#### Problem to solve
Tally how many lines of the material below contain the string "horse", matching case exactly, and reply with the number alone.
....................
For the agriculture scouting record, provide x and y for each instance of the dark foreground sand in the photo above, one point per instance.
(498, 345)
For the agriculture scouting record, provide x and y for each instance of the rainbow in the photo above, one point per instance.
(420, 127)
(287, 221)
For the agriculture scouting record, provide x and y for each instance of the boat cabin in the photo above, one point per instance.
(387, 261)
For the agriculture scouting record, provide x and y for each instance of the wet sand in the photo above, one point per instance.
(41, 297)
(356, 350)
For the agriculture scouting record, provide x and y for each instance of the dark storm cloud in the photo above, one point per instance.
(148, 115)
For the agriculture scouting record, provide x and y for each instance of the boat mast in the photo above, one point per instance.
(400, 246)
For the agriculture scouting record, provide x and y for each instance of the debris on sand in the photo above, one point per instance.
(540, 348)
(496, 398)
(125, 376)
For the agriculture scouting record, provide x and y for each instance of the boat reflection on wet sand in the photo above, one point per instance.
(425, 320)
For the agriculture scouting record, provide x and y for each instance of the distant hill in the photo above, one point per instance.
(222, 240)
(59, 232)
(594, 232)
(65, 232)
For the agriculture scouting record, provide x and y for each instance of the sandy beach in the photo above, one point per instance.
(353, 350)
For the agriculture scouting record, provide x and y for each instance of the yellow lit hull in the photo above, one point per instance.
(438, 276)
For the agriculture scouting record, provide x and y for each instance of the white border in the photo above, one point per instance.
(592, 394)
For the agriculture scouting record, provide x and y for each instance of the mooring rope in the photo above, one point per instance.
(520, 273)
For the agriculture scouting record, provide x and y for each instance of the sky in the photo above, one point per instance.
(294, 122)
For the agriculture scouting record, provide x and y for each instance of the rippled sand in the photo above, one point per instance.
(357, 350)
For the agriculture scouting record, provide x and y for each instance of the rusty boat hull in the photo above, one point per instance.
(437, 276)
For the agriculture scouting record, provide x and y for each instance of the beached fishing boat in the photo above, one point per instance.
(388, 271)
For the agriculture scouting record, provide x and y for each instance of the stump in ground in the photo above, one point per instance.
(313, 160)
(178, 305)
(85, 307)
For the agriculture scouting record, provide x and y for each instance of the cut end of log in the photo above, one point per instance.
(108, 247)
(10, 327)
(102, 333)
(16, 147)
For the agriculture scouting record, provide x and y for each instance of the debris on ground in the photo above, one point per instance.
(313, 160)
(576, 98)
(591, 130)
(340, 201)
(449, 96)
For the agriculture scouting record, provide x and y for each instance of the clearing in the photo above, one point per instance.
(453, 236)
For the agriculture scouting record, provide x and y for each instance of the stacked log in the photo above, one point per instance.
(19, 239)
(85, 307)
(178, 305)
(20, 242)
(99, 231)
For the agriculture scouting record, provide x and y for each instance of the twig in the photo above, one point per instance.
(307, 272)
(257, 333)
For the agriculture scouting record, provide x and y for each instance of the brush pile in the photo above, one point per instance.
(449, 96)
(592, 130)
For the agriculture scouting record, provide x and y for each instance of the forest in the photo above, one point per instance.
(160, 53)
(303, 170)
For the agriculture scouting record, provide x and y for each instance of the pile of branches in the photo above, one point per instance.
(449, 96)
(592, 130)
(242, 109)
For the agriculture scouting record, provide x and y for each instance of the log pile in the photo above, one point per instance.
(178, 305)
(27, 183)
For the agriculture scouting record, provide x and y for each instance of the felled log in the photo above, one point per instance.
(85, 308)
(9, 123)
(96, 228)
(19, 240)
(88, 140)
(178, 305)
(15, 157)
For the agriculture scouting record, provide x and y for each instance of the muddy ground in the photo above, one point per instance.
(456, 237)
....................
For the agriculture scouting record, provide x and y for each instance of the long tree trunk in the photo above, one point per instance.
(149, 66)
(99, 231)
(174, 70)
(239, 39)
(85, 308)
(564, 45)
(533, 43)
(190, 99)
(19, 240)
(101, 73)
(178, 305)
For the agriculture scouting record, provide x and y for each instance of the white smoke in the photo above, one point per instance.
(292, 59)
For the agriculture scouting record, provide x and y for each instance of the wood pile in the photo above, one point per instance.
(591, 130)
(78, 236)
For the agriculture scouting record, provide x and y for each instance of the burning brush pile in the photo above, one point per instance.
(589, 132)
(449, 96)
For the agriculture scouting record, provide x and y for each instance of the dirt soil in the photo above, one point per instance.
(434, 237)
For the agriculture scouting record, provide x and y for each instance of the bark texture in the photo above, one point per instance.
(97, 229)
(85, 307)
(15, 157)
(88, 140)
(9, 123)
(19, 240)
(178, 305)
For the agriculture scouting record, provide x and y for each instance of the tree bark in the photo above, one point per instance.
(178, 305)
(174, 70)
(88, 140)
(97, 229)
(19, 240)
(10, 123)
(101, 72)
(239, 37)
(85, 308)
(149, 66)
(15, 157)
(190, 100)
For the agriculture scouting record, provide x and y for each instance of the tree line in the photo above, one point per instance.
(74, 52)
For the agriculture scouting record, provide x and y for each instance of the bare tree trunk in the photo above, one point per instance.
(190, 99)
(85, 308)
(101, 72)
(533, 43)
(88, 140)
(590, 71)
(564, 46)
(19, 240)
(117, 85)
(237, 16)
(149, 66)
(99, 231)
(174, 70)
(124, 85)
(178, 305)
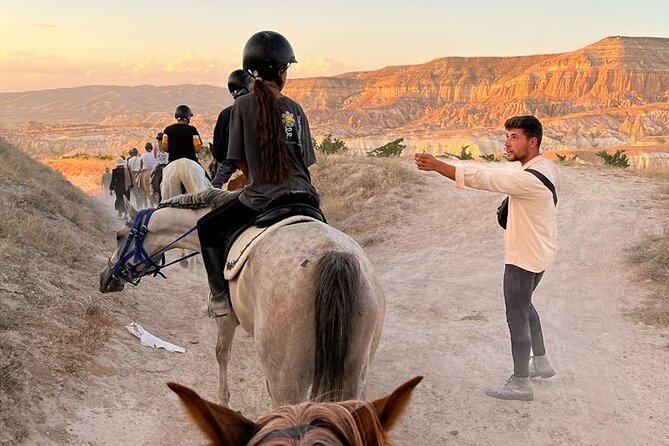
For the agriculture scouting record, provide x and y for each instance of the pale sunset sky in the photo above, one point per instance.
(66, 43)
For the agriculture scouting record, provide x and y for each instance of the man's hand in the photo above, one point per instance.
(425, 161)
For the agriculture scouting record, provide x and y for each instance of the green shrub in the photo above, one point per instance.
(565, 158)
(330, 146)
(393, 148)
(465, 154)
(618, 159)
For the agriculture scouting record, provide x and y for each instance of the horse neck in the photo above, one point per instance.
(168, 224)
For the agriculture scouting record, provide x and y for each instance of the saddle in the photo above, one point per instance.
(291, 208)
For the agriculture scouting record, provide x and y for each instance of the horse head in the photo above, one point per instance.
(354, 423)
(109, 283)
....................
#### Written reply
2